— Exercise data —
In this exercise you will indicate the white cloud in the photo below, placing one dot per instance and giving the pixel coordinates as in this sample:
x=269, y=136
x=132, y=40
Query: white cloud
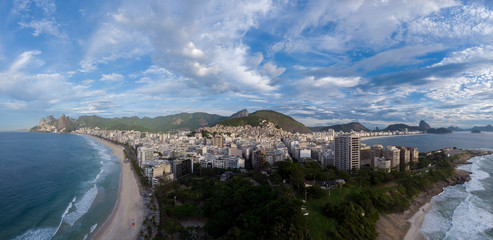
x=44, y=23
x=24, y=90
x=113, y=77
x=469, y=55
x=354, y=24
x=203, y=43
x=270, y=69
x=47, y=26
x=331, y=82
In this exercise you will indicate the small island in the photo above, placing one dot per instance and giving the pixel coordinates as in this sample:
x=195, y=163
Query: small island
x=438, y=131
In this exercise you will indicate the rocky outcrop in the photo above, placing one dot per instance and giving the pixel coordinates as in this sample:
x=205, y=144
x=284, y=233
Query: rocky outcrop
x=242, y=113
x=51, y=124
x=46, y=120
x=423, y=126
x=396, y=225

---

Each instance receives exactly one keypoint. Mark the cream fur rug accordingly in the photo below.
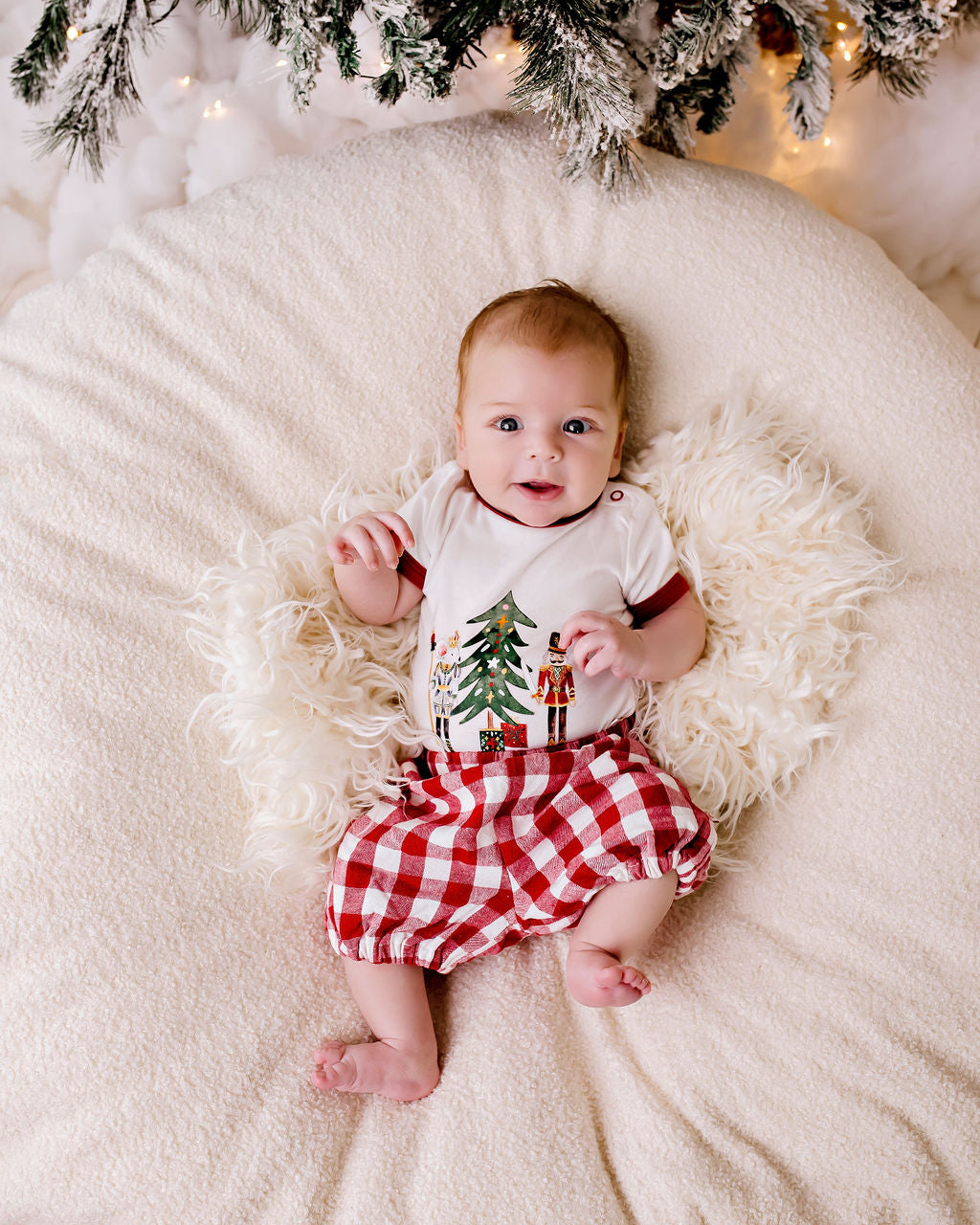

— Assignment —
Go through the material and copy each line in which the word "below" occurs.

— Task output —
In this exercise you will indicate the white cloud in the photo below, placing one dot per instance and giving the pixel coordinates as in this sample:
Each instance receives exactly one keypoint. Mark the cream fur rug accordingly in the photo below.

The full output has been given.